#### [Arbeitsauftrag]
1. Schreiben Sie bitte den Ausgangstext von „Ganz im Gegenteil, findet“ bis „berichtet Angelika Herrmann.“ wortgetreu ab.
2. In welchem Jahr sind laut dem Text über die Leonberger Pflegeheime die letzten Bewohner aus dem Seniorenzentrum am Stadtpark ausgezogen?

#### [Ausgangstext]
━━━━━━━━

Ganz im Gegenteil, findet Angelika Herrmann, bei der Samariterstiftung zuständig für den Kreis Böblingen. „Würde man in Leonberg ein weiteres Pflegeheim eröffnen, wir würden es auf jeden Fall vollkriegen“, sagt Herrmann. Tatsächlich hatte die Stiftung, die in Leonberg das Samariterstift in der Seestraße (aktuell 93 Plätze), das am Rathaus (90 Plätze) und in Höfingen (30 Plätze) betreibt, zeitweise sogar vier Häuser am Engelberg – nämlich auch noch jenes Seniorenzentrum am Stadtpark. Dort waren 2022 die letzten Bewohner ausgezogen. „Alle drei Einrichtungen in der Kernstadt waren damals voll“, berichtet Angelika Herrmann.

━━━━━━━━

#### [Vorliegende Einträge]
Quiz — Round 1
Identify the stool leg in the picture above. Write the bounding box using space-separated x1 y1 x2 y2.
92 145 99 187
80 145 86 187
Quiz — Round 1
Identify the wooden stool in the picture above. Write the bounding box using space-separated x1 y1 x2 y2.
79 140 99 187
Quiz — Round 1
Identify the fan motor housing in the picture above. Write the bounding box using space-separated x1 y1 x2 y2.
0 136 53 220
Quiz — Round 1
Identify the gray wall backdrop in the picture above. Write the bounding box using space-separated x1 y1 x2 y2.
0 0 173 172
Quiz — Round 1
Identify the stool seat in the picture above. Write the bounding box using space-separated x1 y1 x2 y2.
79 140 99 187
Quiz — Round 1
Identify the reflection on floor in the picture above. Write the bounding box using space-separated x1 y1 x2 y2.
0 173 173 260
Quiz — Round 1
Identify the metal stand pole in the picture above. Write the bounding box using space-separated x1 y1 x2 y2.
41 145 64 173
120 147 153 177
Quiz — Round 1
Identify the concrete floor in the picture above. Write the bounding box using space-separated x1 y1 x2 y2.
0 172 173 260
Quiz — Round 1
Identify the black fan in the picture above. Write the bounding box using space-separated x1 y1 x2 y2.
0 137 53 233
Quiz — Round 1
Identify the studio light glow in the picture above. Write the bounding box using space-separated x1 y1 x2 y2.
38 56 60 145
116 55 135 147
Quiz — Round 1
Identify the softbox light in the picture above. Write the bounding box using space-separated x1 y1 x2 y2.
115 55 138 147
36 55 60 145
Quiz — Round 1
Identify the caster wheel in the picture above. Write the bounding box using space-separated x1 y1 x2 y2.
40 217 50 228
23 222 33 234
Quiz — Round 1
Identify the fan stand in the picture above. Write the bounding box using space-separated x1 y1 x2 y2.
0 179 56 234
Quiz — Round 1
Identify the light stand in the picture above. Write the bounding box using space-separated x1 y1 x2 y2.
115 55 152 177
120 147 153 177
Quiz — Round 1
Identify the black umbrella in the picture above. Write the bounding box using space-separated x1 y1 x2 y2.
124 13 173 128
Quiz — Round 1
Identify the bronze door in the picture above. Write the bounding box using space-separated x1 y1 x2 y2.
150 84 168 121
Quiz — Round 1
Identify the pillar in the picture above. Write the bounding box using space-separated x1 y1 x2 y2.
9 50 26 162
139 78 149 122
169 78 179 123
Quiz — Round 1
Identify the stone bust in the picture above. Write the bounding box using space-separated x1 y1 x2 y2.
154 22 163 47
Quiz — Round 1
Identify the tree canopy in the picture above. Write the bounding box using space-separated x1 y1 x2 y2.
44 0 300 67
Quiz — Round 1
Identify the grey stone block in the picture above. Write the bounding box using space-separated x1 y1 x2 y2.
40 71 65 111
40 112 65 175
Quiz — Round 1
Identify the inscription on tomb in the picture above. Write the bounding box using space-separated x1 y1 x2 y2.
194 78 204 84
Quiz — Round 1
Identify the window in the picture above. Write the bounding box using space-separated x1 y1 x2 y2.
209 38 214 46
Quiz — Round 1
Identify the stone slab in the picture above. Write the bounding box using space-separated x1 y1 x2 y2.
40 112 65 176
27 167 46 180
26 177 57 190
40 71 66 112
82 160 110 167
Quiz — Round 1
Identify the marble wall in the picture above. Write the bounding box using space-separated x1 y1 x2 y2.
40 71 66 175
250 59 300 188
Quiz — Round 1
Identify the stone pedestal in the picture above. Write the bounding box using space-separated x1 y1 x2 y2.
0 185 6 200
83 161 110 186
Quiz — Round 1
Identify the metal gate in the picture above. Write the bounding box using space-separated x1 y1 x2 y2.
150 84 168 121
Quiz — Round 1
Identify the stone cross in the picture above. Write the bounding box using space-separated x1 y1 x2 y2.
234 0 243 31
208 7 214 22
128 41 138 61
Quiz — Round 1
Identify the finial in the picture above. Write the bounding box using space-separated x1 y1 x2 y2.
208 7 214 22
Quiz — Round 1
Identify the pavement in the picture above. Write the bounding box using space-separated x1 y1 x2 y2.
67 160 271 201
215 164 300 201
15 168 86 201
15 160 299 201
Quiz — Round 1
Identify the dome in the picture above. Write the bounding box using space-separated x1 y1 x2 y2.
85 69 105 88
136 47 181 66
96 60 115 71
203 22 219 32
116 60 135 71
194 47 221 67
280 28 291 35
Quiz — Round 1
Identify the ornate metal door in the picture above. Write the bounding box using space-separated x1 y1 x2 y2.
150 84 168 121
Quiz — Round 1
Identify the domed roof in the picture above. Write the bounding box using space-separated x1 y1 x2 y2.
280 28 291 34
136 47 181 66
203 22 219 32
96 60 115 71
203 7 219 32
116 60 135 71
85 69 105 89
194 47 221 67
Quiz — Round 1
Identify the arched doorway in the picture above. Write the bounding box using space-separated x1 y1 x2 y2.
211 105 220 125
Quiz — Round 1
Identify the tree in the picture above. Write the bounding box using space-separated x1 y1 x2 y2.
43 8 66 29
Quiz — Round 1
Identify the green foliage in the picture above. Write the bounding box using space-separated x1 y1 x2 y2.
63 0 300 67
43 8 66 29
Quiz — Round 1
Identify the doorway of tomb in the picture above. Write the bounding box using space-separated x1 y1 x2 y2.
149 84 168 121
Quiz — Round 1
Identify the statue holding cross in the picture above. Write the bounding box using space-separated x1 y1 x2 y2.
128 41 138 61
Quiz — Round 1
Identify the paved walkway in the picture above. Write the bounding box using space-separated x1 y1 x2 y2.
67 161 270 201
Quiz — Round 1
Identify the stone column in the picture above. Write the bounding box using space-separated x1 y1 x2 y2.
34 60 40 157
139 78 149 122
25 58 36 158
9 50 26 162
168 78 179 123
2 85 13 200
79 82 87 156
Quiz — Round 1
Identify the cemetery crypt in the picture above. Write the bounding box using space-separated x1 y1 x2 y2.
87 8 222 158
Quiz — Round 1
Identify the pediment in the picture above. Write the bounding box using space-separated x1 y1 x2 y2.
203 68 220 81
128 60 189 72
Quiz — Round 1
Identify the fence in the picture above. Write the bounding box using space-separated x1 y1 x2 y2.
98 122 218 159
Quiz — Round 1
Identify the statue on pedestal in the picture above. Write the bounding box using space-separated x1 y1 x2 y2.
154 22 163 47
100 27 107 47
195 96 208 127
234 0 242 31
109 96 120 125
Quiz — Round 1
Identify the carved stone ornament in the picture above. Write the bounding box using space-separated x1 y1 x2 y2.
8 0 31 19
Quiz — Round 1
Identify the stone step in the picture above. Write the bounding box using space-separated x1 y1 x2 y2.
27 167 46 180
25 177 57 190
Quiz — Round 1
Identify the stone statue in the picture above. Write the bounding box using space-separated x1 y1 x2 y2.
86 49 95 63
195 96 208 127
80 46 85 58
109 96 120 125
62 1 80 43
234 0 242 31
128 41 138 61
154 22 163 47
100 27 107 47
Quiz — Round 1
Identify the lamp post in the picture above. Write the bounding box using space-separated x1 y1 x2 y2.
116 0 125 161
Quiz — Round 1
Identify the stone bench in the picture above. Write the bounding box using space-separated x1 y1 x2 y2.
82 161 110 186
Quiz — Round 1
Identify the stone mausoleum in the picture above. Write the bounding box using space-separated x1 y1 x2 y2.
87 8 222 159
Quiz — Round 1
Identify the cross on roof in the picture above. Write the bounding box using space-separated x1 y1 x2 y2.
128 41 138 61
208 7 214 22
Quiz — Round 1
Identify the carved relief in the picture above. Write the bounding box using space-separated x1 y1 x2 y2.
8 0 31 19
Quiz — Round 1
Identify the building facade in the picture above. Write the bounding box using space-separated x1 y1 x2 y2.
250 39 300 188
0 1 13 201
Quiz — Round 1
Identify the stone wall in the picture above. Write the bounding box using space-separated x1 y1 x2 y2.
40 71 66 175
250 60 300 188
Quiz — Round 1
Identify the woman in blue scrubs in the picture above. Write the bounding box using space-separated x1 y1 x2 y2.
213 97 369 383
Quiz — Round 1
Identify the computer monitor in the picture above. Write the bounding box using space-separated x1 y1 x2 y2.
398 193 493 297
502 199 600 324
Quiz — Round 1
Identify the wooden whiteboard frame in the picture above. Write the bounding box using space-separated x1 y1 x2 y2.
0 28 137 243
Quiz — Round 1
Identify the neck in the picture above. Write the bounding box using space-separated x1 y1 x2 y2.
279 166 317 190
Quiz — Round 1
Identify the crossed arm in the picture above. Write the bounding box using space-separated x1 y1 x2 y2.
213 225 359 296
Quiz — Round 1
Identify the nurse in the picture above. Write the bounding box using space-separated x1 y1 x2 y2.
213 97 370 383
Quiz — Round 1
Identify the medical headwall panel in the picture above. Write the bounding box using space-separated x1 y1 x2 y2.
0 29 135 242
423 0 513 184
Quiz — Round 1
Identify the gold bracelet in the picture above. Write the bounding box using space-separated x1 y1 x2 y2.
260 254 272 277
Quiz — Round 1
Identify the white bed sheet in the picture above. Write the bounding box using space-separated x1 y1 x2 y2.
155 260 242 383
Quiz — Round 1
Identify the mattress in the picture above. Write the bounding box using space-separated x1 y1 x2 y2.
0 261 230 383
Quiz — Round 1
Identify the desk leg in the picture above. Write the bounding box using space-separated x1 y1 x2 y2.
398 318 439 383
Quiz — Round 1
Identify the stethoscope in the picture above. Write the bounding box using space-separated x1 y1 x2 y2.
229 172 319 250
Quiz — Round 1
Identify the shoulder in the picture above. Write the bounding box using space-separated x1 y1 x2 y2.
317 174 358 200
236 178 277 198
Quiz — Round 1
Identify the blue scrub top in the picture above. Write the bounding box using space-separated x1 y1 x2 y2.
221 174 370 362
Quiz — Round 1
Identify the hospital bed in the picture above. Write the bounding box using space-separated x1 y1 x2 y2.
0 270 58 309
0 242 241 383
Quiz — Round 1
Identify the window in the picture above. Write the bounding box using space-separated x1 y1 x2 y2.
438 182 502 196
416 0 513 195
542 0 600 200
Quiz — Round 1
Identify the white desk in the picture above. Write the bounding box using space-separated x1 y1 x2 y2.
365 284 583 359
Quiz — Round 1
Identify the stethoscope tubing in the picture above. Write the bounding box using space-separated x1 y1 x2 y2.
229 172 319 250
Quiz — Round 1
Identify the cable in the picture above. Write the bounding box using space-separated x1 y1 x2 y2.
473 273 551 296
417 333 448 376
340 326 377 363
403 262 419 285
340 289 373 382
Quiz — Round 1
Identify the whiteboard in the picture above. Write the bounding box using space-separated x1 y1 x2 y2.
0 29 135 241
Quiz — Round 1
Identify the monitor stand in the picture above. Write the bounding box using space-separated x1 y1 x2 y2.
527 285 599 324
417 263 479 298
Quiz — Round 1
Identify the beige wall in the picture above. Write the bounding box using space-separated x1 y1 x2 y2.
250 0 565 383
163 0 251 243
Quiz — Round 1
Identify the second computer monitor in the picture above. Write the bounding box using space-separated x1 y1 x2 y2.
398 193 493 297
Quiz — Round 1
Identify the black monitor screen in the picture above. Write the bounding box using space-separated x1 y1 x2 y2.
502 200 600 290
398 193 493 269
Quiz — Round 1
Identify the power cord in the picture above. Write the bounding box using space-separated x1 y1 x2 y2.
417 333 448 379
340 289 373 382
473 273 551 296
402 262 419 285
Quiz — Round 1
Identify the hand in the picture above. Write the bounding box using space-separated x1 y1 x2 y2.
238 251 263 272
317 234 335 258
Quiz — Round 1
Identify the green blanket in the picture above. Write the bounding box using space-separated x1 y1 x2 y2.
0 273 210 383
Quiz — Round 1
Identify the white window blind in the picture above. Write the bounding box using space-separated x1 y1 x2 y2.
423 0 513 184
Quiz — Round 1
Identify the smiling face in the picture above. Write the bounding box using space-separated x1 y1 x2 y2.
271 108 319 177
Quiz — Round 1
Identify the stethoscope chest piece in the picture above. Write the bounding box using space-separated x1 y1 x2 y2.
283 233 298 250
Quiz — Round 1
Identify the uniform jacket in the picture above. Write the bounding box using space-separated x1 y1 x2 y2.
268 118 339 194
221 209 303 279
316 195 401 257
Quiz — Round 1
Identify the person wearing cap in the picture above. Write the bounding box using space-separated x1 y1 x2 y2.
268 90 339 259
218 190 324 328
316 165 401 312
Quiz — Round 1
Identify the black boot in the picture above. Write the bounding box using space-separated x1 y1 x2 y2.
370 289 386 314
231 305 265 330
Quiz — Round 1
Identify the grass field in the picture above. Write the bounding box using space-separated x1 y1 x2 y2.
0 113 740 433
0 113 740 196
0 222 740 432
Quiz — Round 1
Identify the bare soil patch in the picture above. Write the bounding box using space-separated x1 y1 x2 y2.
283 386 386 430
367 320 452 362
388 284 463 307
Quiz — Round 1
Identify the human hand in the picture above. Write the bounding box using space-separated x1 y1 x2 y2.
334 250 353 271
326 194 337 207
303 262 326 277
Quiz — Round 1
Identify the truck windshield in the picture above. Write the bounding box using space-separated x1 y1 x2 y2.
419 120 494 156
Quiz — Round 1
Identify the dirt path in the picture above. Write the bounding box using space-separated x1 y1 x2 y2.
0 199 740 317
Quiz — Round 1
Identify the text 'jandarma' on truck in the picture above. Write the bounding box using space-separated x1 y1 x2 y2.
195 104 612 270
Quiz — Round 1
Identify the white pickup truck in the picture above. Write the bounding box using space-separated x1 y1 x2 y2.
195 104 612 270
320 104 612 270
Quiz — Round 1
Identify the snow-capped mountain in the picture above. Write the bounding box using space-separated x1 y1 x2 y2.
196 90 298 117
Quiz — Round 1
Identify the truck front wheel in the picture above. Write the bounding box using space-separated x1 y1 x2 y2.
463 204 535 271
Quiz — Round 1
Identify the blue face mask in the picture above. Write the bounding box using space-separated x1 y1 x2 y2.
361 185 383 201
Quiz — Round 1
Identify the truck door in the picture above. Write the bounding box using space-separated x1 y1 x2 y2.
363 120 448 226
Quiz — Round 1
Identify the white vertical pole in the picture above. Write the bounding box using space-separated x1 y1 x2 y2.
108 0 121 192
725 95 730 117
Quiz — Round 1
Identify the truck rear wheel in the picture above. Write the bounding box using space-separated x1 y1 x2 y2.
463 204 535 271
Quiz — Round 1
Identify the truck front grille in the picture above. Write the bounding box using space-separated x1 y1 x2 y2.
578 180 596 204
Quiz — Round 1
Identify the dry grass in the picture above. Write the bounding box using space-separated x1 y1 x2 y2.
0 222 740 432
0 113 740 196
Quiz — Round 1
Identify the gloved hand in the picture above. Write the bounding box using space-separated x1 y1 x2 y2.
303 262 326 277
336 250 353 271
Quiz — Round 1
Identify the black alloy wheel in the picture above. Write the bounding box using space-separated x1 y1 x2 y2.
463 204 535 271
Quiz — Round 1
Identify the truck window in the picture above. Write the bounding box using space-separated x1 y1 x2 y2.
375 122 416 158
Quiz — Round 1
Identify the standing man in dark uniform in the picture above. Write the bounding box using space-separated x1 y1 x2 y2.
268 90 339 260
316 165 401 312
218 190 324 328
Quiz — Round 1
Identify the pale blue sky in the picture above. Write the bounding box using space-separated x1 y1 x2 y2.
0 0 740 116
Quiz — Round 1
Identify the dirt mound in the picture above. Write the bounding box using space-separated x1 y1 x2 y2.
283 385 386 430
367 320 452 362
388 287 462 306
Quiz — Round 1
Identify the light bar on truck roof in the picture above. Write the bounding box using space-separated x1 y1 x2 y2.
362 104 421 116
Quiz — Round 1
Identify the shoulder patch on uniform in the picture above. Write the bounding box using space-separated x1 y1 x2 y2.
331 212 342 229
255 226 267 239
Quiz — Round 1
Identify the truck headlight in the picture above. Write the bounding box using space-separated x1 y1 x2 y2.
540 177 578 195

━━━━━━━━

#### [Lösungen]
1.
Ganz im Gegenteil, findet Angelika Herrmann, bei der Samariterstiftung zuständig für den Kreis Böblingen. „Würde man in Leonberg ein weiteres Pflegeheim eröffnen, wir würden es auf jeden Fall vollkriegen“, sagt Herrmann. Tatsächlich hatte die Stiftung, die in Leonberg das Samariterstift in der Seestraße (aktuell 93 Plätze), das am Rathaus (90 Plätze) und in Höfingen (30 Plätze) betreibt, zeitweise sogar vier Häuser am Engelberg – nämlich auch noch jenes Seniorenzentrum am Stadtpark. Dort waren 2022 die letzten Bewohner ausgezogen. „Alle drei Einrichtungen in der Kernstadt waren damals voll“, berichtet Angelika Herrmann.

2. 2022